## Textauszug
++++++++++
Gottseidank! Denn wie heißt so schön der Spruch: "Perfektion zerstört die Anmut"
Verfasst: Di, 30. Okt 2012 07:37
von Cubano
Guten Morgen,
@Finchen: Ich denke, Esge hat schlicht gemeint, dass bei dem Stierkampfvideo der Takt nicht oberste Priorität hat. Was auch richtig ist bei derartigen Manövern. Was aber im Umkehrschluss nicht bedeutet, dass das Pferd bei der ganz normalen Arbeit keinen Takt zeigen würde.
Und zur Perfektion: Das wird schwierig. Beispiel: Ein Video, was ein BBler als "perfekt" oder "annähernd perfekt" bezeichnen würde, würde bei mir durchfallen. Auch dann, wenn ich durchaus positive Elemente darin sehen würde. Umgekehrt würde vielleicht ein Video von Uta Gräf, was ich als annähernd perfekt bezeichnen würde, bei anderen Usern durchfallen. Die würden z.B. Spanntritte sehen, wo ich nur ein dynamisches Vorwärts erkennen könnte. Dazu sind die inneren Bilder zu verschieden, die man von Perfektion hat.
Nachtrag: Es gibt allerdings Schnittmengen. So z.B. die Videos der alten Wiener, die fast durchgängig als "nahezu perfekt" bezeichnet werden. Und vor dem Hintergrund muss ich gerade über den Satz "Perfektion zerstört die Anmut" ein wenig schmunzeln.

Denn: ein wirklich gut (oder sogar perfekt) ausgebildetes Pferd hat Anmut ohne Ende. Weil die Ausbildung es schöner, beweglicher, graziler und stolzer macht.
Verfasst: Di, 30. Okt 2012 08:06
von padruga
ein wirklich gut (oder sogar perfekt) ausgebildetes Pferd hat Anmut ohne Ende. Weil die Ausbildung es schöner, beweglicher, graziler und stolzer macht.
Das stimmt, auf jeden Fall. Aber leider ist zu beobachten, dass viele Pferde diese auch danach wieder verlieren durch das beständige Streben des Reiters nach "noch vollendeter und korrekter". Ich fürchte aber fast, dass das ein typisch "deutsches Leiden" ist.
Verfasst: Di, 30. Okt 2012 08:11
von Junito
Vielleicht auch, weil dann irgendwann die Sache mit dem Spaß flötengeht? Nur noch verbissener Ernst?
Ich finde, auch die Fähigkeit, mal über kleinere Unvollkommenheiten hinwegzusehen, ist etwas, was auch wertvoll sein kann.
++++++++++
## Gesammelte Daten
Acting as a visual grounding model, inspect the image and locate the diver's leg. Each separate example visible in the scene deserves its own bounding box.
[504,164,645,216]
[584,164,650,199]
++++++++++
## Aufgabenliste
- 1) Kopiere aus der Forumsdiskussion über Perfektion und Anmut beim Reiten den Abschnitt zwischen „Und zur Perfektion: Das“ und „von Perfektion hat.“, beide Stellen eingeschlossen, wortgetreu.
- 2) Führe die Forumsdiskussion über Perfektion und Anmut beim Reiten im Anschluss an ihren letzten Satz weiter.

## Bereitgestellte Antworten
- 1)
Und zur Perfektion: Das wird schwierig. Beispiel: Ein Video, was ein BBler als "perfekt" oder "annähernd perfekt" bezeichnen würde, würde bei mir durchfallen. Auch dann, wenn ich durchaus positive Elemente darin sehen würde. Umgekehrt würde vielleicht ein Video von Uta Gräf, was ich als annähernd perfekt bezeichnen würde, bei anderen Usern durchfallen. Die würden z.B. Spanntritte sehen, wo ich nur ein dynamisches Vorwärts erkennen könnte. Dazu sind die inneren Bilder zu verschieden, die man von Perfektion hat.

- 2)
Verfasst: Di, 30. Okt 2012 08:12
von esge
Nein, ich habe gemeint, dass Takt nicht immer am Anfang der Ausbildung steht, weil manche Pferde aufgrund sehr hoher Beweglichkeit einfach keinen haben. Das hat dann auch nichts mit gut oder schlecht sitzenden Reitern zu tun. Das Thema Takt hat dann zwar hohen Zielsetzungswert, aber ist nicht das ERSTE Ausbildungsziel das ich bei so einem Pferd habe und vor allem kann ich Takt nicht benutzen, um andere Punkte zu erarbeiten, sondern umgekehrt wird der Takt sich allmählich einstellen, wenn andere Punkte bearbeitet werden. Ganz anders als viele mittelgute bis gute WBs denen Takt einfach in die Wiege gelegt wird, und der Reiter ihn nur nicht zerstören darf. Wenn ich in Kursen WBs reite, bin ich immer völlig fasziniert, was man sich als Reiter im Sattel alles erlauben kann, ehe man diese Metronome im Takt stören kann. Vor allem der Trab ist ja praktisch unkaputtbar, verglichen mit vielen Iberern. Der Gegenpol ist dann immer, wenn ich mal auf Gangpferde komme. Höhö, dagegen sind dann wiederum die Lusos toootal stabil, grins.
Dass es bei einem Stierkampfpferd in Action nicht auf Takt ankommt, dürfte klar sein.
Verfasst: Di, 30. Okt 2012 08:15
von Medusa888
Esge, Du hast jetzt eben relativ viel geschrieben, aber mit keinem einzigen Wort erwähnt, was für Dich dann anstelle des Taktes an erster Stelle kommt.
Das würde mich dann doch sehr interessieren.
Verfasst: Di, 30. Okt 2012 08:16
von Cubano
padruga hat geschrieben:ein wirklich gut (oder sogar perfekt) ausgebildetes Pferd hat Anmut ohne Ende. Weil die Ausbildung es schöner, beweglicher, graziler und stolzer macht.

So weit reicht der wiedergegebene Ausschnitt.